[[ Information supplied, beginning ]]

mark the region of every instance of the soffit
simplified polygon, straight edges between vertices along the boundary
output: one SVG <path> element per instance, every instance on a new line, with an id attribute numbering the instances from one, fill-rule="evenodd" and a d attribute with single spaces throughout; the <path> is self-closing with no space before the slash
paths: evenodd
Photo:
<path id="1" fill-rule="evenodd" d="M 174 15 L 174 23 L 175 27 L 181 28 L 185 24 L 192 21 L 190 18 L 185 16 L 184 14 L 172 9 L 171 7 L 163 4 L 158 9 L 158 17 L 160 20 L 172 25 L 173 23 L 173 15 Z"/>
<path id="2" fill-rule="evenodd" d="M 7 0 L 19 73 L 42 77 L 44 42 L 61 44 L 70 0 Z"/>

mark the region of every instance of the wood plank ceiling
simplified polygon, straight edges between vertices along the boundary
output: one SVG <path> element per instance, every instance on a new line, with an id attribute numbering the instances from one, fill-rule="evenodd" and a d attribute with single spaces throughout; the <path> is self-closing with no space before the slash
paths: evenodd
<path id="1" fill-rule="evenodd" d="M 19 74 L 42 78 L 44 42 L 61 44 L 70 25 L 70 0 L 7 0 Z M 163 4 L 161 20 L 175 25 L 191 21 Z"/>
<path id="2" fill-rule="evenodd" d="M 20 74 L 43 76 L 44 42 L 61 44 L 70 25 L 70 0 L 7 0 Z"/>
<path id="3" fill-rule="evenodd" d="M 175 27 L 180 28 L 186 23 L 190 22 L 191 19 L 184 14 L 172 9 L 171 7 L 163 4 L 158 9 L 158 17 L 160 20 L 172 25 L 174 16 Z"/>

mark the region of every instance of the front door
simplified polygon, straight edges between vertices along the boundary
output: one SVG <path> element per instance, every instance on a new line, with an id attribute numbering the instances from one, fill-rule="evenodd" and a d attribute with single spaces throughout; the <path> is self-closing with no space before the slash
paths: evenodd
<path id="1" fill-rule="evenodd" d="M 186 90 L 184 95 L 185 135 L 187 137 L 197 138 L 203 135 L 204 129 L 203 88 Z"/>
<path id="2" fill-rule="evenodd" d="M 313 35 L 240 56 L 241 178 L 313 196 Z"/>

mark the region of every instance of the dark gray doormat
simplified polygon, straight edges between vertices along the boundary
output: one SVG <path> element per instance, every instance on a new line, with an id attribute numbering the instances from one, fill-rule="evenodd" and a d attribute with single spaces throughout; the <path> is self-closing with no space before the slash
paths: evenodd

[[ Information supplied, end ]]

Exercise> Wherever the string "region" occurs in the records, copy the line it is in.

Response box>
mark the region of every instance of the soffit
mark the region of every instance of the wood plank ceiling
mark the region of every instance of the front door
mark the region of every instance of the dark gray doormat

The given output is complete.